* **SET TASK**
Swap "ambitious" for "gifted" in the book review below, then reproduce the passage starting with "These are the" and going on through "English colonial protocols.".

Obi Okonkwo has the world at his feet. Recently returned from successful study in England. He is feted by his people, his new employers consider him a ‘responsible’ young African.  But - in a period of transition from colonialism to independence - why has he ended up in court? Does he deserve the racist judgment and negative attitudes of the colonial overlords?

 

These are the questions posed by Chinua Achebe in his second 1960 published novel, which dramatises Obi’s downfall and his emotional dilemmas over his people, their culture and traditions.

 

The debilitating minutiae of colonialist society combined with the influence of traditional culture causes one ambitious man to question his culture and adopt the ways of the colonialists - and still end up defeated.

 

There are several strands to Achebe’s novel which continues the story of the Okonkwo family introduced in the classic Things Fall Apart.  Colonialism in its death throes and European attitudes towards Africans. African ‘corruption’; the clash between colonialism and African independence; the transition between traditional African customs [changing] and English colonial protocols.

 

The novel has an underlying theme - African propensity to corruption – which is really an exploration of perpetuation of traditional values of communalism and support for ones clan, community and people vulgarised by the edifice of British colonialism and strengthened  by racist and chauvinist attitudes.

* **COLLECTED MATERIAL**
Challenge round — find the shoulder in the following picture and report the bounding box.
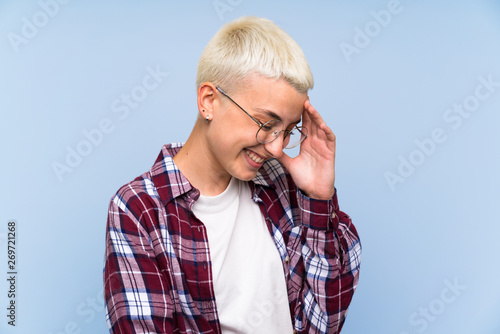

* **EXERCISE OUTPUT**
These are the questions posed by Chinua Achebe in his second 1960 published novel, which dramatises Obi’s downfall and his emotional dilemmas over his people, their culture and traditions.

 

The debilitating minutiae of colonialist society combined with the influence of traditional culture causes one gifted man to question his culture and adopt the ways of the colonialists - and still end up defeated.

 

There are several strands to Achebe’s novel which continues the story of the Okonkwo family introduced in the classic Things Fall Apart.  Colonialism in its death throes and European attitudes towards Africans. African ‘corruption’; the clash between colonialism and African independence; the transition between traditional African customs [changing] and English colonial protocols.